======== RECORD SET ========

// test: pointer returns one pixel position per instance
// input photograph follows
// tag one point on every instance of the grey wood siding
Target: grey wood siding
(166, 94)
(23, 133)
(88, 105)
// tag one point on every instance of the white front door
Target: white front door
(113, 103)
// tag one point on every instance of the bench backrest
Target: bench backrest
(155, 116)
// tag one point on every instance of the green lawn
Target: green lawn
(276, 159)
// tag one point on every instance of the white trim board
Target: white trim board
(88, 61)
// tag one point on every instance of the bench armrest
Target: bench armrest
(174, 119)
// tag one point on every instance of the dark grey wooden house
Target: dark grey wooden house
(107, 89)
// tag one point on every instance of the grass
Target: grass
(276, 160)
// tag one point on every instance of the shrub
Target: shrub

========

WHAT TO PRODUCE: Each of the records above is to be copied exactly.

SOLUTION FOR THIS TASK:
// test: pointer returns one pixel position per instance
// input photograph follows
// tag one point on every instance of the grey wood siding
Target: grey wood siding
(166, 94)
(23, 133)
(88, 105)
// tag one point on every instance of the white front door
Target: white front door
(113, 103)
// tag one point on every instance of the bench backrest
Target: bench backrest
(155, 116)
// tag one point on every instance of the green lawn
Target: green lawn
(276, 159)
// tag one point on every instance of the white trim board
Target: white trim board
(88, 61)
// tag one point on every instance of the bench armrest
Target: bench armrest
(174, 119)
// tag one point on every instance of the dark grey wooden house
Target: dark grey wooden house
(107, 89)
// tag one point on every instance of the grass
Target: grass
(276, 160)
// tag one point on every instance of the shrub
Target: shrub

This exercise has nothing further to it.